**WHAT IS NEEDED:** Recast the material below as a Markdown table with the columns Row and Line, covering only the lines from the one containing "Find the trimmed" through the one containing "x=721, y=393", both included. Number each row and leave out blank lines.

>> START

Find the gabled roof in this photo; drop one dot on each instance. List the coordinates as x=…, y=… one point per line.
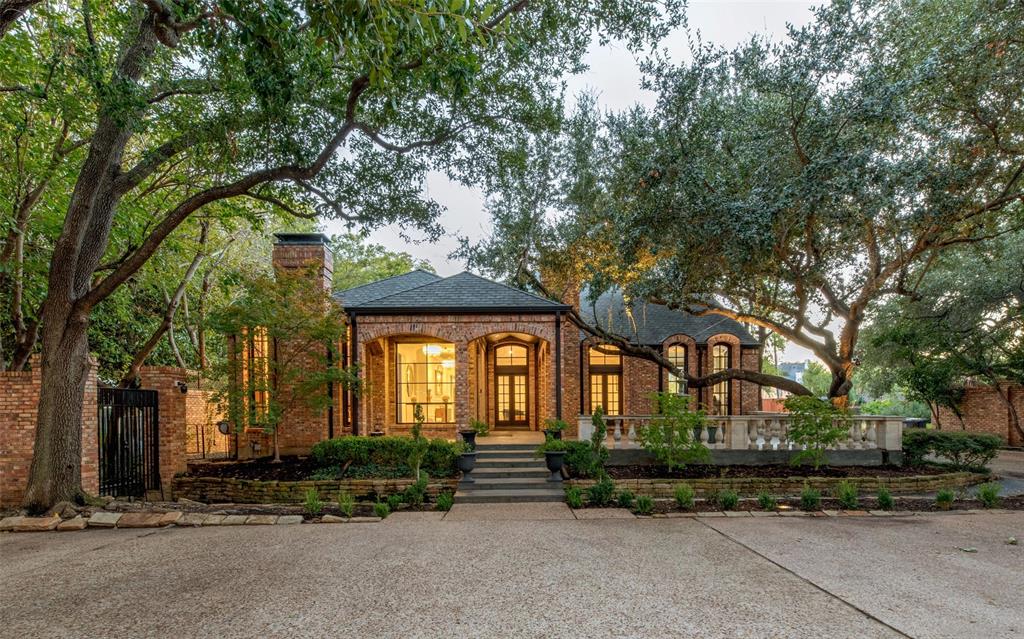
x=352, y=298
x=460, y=293
x=655, y=323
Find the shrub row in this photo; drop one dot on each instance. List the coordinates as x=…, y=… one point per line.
x=963, y=450
x=440, y=460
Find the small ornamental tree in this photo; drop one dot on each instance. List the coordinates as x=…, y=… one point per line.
x=670, y=436
x=814, y=428
x=295, y=326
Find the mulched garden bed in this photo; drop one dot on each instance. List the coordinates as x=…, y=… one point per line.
x=649, y=471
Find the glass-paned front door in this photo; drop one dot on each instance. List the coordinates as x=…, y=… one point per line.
x=511, y=399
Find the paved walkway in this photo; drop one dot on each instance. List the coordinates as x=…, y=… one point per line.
x=524, y=571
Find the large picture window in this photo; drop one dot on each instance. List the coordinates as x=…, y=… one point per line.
x=605, y=379
x=425, y=375
x=677, y=355
x=720, y=393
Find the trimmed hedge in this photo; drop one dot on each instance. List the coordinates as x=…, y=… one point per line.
x=963, y=450
x=440, y=461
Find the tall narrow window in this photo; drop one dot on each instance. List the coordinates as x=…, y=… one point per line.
x=256, y=374
x=605, y=379
x=677, y=355
x=425, y=375
x=721, y=393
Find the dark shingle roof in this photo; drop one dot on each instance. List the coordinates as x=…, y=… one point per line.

>> END

**EXERCISE SOLUTION:**
| Row | Line |
|---|---|
| 1 | Find the trimmed hedge in this photo; drop one dot on each instance. List the coordinates as x=…, y=… one point per line. |
| 2 | x=963, y=450 |
| 3 | x=440, y=461 |
| 4 | Find the tall narrow window in this photo; drop one dot on each instance. List the coordinates as x=…, y=… one point per line. |
| 5 | x=256, y=374 |
| 6 | x=605, y=379 |
| 7 | x=677, y=355 |
| 8 | x=425, y=375 |
| 9 | x=721, y=393 |